:: Data extract ::

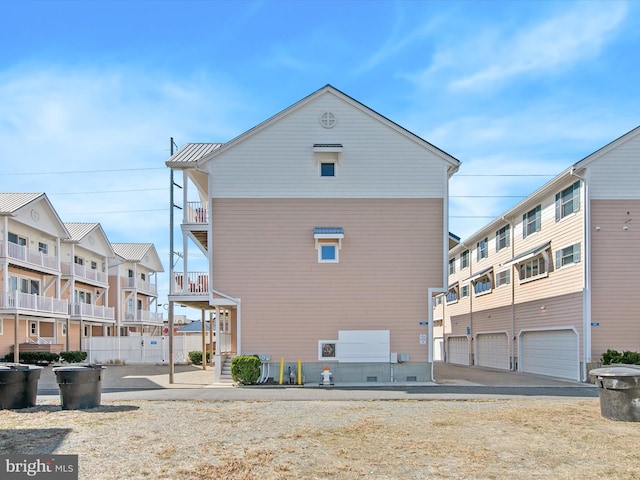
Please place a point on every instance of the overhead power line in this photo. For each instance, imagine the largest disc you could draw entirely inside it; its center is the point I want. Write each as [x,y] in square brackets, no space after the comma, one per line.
[87,171]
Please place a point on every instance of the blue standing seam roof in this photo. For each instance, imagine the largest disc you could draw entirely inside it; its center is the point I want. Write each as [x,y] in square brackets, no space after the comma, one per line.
[327,230]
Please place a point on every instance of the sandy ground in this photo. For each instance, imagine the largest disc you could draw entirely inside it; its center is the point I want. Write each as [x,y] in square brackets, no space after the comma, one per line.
[521,438]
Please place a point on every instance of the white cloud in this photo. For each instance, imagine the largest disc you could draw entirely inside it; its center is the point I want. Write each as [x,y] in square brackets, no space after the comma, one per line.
[477,59]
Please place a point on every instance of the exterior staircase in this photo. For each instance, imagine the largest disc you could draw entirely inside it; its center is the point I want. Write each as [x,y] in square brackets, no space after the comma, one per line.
[225,375]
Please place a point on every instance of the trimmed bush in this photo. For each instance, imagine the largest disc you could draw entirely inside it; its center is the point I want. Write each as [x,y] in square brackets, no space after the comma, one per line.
[245,369]
[627,357]
[73,356]
[34,358]
[195,357]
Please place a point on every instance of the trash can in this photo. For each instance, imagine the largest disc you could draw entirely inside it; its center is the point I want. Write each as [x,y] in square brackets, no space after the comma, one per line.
[18,385]
[619,392]
[80,386]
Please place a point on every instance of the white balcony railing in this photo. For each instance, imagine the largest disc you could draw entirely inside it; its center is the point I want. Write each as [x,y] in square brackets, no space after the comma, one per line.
[32,302]
[197,283]
[196,212]
[143,316]
[95,311]
[141,285]
[22,253]
[82,272]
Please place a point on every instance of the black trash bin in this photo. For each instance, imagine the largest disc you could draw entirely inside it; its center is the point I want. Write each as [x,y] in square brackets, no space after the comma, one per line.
[18,385]
[619,392]
[80,386]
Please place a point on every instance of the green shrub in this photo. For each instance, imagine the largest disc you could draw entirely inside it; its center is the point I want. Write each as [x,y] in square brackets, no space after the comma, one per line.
[245,369]
[73,356]
[195,357]
[34,358]
[626,357]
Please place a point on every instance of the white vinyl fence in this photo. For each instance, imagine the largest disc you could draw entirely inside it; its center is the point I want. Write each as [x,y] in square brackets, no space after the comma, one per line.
[140,349]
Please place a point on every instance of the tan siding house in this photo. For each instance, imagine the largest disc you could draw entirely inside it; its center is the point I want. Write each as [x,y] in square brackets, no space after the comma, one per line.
[563,293]
[326,229]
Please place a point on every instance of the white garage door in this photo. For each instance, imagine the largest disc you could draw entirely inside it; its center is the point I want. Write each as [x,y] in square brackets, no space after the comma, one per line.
[438,349]
[458,350]
[492,350]
[552,352]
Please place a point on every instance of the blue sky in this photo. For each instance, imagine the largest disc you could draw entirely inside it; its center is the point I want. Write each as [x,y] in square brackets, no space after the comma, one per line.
[91,91]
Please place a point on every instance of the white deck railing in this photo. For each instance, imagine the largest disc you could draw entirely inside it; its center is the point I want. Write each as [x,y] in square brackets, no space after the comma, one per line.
[196,212]
[22,253]
[197,282]
[143,316]
[89,310]
[82,272]
[33,302]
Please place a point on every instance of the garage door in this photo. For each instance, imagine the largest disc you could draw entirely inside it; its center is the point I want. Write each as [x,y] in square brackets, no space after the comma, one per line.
[492,350]
[551,352]
[458,350]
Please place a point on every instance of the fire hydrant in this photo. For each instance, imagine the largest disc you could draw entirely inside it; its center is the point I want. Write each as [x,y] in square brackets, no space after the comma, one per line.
[326,376]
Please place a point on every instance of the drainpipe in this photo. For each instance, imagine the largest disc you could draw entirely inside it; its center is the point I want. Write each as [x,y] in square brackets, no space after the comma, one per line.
[586,296]
[513,297]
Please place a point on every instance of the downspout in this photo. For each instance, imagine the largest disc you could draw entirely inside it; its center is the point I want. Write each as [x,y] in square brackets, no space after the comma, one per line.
[586,297]
[512,279]
[445,270]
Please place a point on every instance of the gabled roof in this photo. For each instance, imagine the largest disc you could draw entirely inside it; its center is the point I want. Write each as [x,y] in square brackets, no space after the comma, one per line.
[80,230]
[190,153]
[607,148]
[143,253]
[11,202]
[453,162]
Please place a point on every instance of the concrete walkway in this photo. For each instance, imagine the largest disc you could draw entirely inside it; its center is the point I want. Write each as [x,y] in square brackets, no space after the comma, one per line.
[151,382]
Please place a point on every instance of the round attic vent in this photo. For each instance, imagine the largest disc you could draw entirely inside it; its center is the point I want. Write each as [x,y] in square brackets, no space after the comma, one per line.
[328,120]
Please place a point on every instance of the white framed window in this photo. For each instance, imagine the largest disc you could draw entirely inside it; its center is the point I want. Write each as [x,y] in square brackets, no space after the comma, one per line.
[327,350]
[568,255]
[17,239]
[531,221]
[328,252]
[482,248]
[503,278]
[502,238]
[482,285]
[452,294]
[464,259]
[533,269]
[328,243]
[568,201]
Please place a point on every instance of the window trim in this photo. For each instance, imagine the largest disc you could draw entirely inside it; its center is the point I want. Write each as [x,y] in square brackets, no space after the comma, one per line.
[536,215]
[572,191]
[464,259]
[503,234]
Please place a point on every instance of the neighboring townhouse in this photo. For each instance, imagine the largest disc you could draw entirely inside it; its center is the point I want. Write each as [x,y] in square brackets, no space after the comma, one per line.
[548,286]
[84,262]
[325,232]
[33,312]
[133,282]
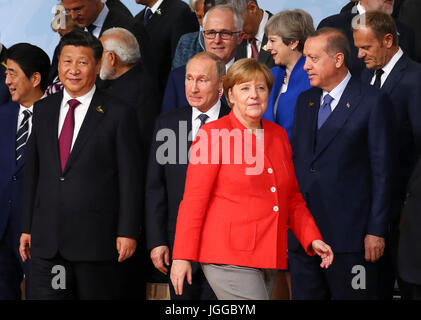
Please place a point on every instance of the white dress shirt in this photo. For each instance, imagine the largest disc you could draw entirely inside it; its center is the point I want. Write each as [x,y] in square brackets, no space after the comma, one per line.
[212,113]
[21,116]
[337,92]
[259,35]
[80,111]
[388,68]
[99,22]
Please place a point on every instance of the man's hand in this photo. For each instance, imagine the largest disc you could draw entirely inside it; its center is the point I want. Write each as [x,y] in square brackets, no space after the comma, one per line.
[125,247]
[25,246]
[324,251]
[179,270]
[374,247]
[159,256]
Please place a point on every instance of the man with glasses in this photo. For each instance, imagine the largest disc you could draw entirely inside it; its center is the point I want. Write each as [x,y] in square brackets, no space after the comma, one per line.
[222,34]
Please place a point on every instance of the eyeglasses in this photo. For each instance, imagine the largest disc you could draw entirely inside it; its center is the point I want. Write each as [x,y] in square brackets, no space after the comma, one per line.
[224,34]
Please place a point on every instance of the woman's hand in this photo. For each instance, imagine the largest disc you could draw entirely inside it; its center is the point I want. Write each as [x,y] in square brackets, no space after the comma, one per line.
[324,251]
[179,270]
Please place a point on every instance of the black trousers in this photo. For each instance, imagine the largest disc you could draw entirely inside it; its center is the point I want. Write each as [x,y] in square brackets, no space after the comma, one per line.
[60,279]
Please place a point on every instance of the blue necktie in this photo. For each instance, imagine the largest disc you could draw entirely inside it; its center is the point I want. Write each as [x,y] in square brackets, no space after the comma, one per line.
[324,111]
[22,135]
[147,17]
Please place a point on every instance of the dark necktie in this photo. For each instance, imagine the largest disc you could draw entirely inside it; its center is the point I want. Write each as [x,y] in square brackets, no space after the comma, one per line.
[22,135]
[377,82]
[66,134]
[324,111]
[202,117]
[91,28]
[147,17]
[254,50]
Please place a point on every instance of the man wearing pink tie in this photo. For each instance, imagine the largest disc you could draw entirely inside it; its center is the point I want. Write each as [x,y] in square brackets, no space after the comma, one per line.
[82,204]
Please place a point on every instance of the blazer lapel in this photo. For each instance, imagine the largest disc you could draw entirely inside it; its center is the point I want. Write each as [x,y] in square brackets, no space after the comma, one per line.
[95,113]
[347,104]
[395,76]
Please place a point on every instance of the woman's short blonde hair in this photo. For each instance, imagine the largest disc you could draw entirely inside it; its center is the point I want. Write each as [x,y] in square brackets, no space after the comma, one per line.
[245,70]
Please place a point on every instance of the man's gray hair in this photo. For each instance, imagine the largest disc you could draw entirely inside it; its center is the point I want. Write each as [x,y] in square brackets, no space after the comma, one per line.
[124,45]
[238,20]
[241,5]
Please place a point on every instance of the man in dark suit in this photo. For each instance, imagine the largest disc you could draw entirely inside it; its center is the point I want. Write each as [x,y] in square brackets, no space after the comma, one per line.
[26,77]
[83,191]
[4,91]
[341,150]
[409,249]
[159,27]
[345,21]
[95,17]
[124,77]
[392,71]
[254,43]
[218,19]
[167,172]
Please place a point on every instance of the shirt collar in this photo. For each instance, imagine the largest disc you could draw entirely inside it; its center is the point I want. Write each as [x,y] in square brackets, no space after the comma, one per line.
[99,22]
[213,112]
[82,99]
[261,32]
[360,8]
[156,6]
[229,64]
[336,93]
[392,62]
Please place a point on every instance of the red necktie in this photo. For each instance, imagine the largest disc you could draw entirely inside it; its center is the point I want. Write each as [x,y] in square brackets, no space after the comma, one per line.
[254,50]
[66,134]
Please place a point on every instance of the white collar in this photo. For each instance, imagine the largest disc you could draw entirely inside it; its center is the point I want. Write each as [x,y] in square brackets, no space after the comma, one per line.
[229,64]
[212,113]
[156,6]
[82,99]
[392,62]
[336,93]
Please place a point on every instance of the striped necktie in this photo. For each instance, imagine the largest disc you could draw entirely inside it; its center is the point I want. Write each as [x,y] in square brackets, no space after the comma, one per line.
[22,135]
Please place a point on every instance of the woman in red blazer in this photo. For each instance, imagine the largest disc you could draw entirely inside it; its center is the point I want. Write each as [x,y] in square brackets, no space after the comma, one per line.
[241,196]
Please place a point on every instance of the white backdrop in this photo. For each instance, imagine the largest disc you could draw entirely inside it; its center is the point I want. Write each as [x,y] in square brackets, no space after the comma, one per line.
[29,20]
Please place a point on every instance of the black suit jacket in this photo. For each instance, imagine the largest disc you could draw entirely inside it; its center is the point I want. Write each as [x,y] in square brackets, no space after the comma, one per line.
[136,88]
[165,182]
[403,88]
[409,250]
[80,212]
[343,22]
[264,56]
[159,38]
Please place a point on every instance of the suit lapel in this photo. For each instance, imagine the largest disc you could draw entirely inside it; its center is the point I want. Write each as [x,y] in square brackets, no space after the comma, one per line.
[395,76]
[347,104]
[89,124]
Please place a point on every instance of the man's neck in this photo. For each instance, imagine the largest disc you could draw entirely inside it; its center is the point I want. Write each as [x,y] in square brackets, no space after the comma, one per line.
[32,99]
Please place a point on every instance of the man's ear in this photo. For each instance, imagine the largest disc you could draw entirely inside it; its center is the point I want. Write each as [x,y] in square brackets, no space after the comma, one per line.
[35,79]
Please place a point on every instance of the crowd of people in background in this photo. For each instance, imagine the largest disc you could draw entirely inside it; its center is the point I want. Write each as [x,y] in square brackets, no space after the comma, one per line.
[216,150]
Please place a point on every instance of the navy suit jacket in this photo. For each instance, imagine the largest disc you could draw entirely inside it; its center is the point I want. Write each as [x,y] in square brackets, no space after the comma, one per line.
[403,86]
[165,182]
[175,92]
[343,21]
[343,169]
[11,174]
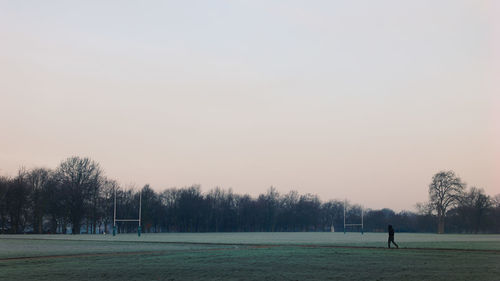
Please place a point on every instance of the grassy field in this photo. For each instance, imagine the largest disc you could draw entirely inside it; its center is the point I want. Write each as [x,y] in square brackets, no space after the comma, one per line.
[249,256]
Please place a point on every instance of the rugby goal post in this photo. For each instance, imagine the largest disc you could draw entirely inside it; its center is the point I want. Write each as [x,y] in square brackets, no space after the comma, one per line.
[352,224]
[137,220]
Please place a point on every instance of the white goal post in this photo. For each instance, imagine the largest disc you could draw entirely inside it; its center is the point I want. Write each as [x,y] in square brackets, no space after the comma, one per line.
[353,224]
[137,220]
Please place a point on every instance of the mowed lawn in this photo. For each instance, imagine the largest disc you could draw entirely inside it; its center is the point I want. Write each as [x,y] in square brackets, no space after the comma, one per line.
[249,256]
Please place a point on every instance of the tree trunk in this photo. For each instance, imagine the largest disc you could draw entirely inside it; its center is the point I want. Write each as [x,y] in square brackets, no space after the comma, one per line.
[441,225]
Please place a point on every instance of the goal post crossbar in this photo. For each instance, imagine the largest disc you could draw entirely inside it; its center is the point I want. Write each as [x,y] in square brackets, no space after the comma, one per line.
[137,220]
[353,224]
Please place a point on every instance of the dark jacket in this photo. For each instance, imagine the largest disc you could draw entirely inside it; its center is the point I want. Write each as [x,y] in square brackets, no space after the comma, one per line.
[391,232]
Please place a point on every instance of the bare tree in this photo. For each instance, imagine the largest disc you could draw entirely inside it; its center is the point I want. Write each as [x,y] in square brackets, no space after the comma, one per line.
[80,179]
[37,180]
[445,191]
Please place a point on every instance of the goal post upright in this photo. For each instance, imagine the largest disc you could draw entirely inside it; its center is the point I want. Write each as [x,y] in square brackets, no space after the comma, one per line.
[114,215]
[353,224]
[138,220]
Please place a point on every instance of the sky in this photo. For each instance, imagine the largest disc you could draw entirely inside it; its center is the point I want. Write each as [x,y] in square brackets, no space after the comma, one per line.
[356,100]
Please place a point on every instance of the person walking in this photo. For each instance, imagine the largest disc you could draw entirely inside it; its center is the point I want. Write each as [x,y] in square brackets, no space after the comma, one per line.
[391,238]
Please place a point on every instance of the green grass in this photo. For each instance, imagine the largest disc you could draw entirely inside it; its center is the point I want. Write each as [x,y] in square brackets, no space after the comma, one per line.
[286,257]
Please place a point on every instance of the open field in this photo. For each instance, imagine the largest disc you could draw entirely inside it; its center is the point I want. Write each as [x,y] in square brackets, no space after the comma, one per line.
[255,256]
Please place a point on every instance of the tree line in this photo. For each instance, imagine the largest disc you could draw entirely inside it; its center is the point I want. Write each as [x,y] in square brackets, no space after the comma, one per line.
[77,197]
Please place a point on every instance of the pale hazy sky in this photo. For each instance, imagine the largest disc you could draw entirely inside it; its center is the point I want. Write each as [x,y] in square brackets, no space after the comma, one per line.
[363,100]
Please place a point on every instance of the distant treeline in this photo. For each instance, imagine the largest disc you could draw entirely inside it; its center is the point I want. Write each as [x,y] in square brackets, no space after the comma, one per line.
[77,195]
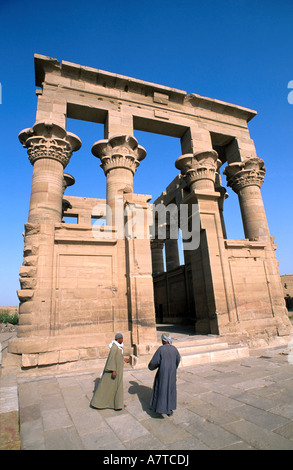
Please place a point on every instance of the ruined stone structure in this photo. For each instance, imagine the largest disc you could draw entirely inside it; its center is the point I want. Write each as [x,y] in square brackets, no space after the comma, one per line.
[78,285]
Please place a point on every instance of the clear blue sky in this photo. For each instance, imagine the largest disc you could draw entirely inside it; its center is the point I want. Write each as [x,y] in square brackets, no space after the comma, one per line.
[240,51]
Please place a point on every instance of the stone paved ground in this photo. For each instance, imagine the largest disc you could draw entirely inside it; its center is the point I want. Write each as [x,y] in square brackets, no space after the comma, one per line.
[243,404]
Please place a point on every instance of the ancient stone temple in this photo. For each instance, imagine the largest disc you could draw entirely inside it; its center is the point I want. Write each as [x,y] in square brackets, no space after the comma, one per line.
[81,282]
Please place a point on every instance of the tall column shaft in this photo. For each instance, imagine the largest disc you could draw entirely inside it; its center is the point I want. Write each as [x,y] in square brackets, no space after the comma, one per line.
[49,149]
[120,157]
[46,191]
[157,256]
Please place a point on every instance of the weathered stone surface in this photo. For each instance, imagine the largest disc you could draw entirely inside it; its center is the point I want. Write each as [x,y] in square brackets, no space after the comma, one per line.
[82,282]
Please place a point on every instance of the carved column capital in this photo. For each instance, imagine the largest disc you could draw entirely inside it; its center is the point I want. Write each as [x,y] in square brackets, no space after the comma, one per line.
[120,151]
[251,172]
[199,167]
[49,140]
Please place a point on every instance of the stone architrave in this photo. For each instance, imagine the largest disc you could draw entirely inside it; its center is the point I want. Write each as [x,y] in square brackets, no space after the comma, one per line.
[120,156]
[246,179]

:::

Exercise description: Each line from the one containing "Please place a point on every instance of the ruined" to the final line of the entries above must be returned exactly, and no other line may appear.

Finished task:
Please place a point on every instance of the ruined stone structure in this photo. For each instance, imagine the largest disc you could draw entirely inside it; its center is the point I want. Write each as [x,y] in square brackets, no space after the comma, one per line.
[78,285]
Please place a point on every instance of the clear blue sky in this photo. For each instance, imagine the largest disc you could draw entirely inside it; its center is the point I want. Write each as [x,y] in square brackets, no space after the comma, one per line.
[240,51]
Please place a point on every instance of the stone paved ground in this photo. For each instance, imagine the largest disc you could draw entirely inside it; its center is the point I want. Write each as [x,y] in square brackets, no space after the comma, one per line.
[243,404]
Please place a point on every instance of the ancient stone temple in this photo. For each instance, imagine the largest disc you could draw entirely inside it; its center is the point I want. Write each as [x,y] in square brackets, no space after the comma, one per line.
[81,282]
Please place a point on every instance of the tall column shaft in this photo. For each instance, imagine the largest disc you could draw entirely inside it; its center is the point I want. Write each as [x,y] in square brackets, no space after the comma, one per line.
[49,149]
[120,157]
[46,191]
[157,256]
Please place a point on every instance of the weathered stone surface in this photo. For each instance, imagine the largest disc you could draw entirely inside it; its center is the point I want. Write each as [x,y] in square brackets, no space after the comma, one per line.
[82,282]
Please place a point on every instance of the carved column capital in this photo. For each instance, imagine the largest disc you could draw entirely inside it; its center is the point I want. Write each as [x,y] in square brackets, no space after the comma, one per line.
[120,151]
[251,172]
[199,167]
[49,140]
Please place a point on every instance of the stone architrave in this photo. For each instance, imagine the largest disc you could draw entirely inside it; its center is the point I want. Write each as [x,y] in square brackets, no space after the comma, one per line.
[120,156]
[246,179]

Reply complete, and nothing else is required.